Given exercise
Could you list, numbered and without blank lines, the part of the material that opens with the line containing "target: crevice in rock" and closes with its final line?

— START OF Items —

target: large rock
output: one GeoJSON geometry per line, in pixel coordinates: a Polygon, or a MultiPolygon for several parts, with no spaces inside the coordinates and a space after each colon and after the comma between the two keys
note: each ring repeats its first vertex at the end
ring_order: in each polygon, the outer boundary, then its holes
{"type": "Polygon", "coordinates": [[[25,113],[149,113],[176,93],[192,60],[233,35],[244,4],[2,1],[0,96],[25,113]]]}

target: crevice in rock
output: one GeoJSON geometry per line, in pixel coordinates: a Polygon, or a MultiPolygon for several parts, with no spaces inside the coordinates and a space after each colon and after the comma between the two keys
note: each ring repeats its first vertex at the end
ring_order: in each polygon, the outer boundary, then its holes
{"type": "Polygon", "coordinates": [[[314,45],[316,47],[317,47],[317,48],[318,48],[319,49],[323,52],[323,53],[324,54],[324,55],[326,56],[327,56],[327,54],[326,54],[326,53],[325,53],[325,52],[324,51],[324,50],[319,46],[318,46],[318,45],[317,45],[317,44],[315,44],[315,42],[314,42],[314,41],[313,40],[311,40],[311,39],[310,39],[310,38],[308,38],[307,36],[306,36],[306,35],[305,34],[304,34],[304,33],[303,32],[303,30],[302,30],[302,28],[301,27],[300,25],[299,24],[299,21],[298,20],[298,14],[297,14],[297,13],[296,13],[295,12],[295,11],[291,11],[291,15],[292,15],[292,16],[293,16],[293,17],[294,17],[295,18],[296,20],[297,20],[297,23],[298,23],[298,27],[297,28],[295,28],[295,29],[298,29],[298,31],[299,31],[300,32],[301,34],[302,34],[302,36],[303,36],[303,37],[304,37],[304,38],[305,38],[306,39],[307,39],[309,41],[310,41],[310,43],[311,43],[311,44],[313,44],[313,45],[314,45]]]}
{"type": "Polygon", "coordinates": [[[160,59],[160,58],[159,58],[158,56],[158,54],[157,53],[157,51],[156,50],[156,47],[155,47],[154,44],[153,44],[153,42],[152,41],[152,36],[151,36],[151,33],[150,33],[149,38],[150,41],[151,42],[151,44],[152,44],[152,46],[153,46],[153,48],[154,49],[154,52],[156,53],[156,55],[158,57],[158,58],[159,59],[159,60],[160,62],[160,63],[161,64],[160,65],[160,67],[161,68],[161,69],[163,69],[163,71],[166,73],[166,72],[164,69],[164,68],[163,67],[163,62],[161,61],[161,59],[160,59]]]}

— END OF Items —

Answer to the problem
1. target: crevice in rock
2. output: one GeoJSON geometry per line, in pixel coordinates: a Polygon, or a MultiPolygon for several parts, with no spaces inside the coordinates and a space after each colon and after the comma between the two keys
3. note: each ring repeats its first vertex at the end
4. ring_order: in each polygon, the outer boundary, then its holes
5. {"type": "Polygon", "coordinates": [[[314,45],[316,47],[317,47],[317,48],[318,48],[319,49],[323,52],[323,53],[324,54],[324,55],[326,56],[327,56],[327,54],[326,54],[326,53],[325,53],[325,52],[324,51],[324,50],[319,46],[318,46],[318,45],[317,45],[317,44],[315,44],[315,42],[314,42],[314,41],[313,40],[311,40],[311,39],[310,39],[310,38],[308,38],[307,36],[306,36],[306,35],[305,34],[304,34],[304,33],[303,32],[303,30],[302,30],[302,28],[301,27],[300,25],[299,24],[299,21],[298,20],[298,14],[297,14],[297,13],[296,13],[295,12],[295,11],[291,11],[291,15],[292,15],[292,16],[293,16],[293,17],[294,17],[295,18],[296,20],[297,20],[297,23],[298,23],[298,27],[297,28],[295,28],[295,29],[298,29],[298,31],[299,31],[300,32],[301,34],[302,34],[302,36],[303,36],[303,37],[304,37],[304,38],[305,38],[306,39],[307,39],[309,41],[310,41],[310,43],[311,43],[311,44],[313,44],[313,45],[314,45]]]}
6. {"type": "Polygon", "coordinates": [[[160,59],[160,58],[159,58],[158,56],[158,54],[157,53],[157,51],[156,50],[156,47],[155,47],[154,44],[153,44],[153,42],[152,41],[152,36],[151,36],[151,33],[150,33],[149,38],[150,41],[151,42],[151,44],[152,44],[152,46],[153,46],[153,48],[154,49],[154,52],[156,53],[156,55],[158,57],[158,58],[159,59],[159,60],[160,62],[160,63],[161,64],[160,65],[160,67],[161,68],[161,69],[163,69],[163,71],[166,73],[166,72],[164,69],[164,68],[163,67],[163,62],[161,61],[161,59],[160,59]]]}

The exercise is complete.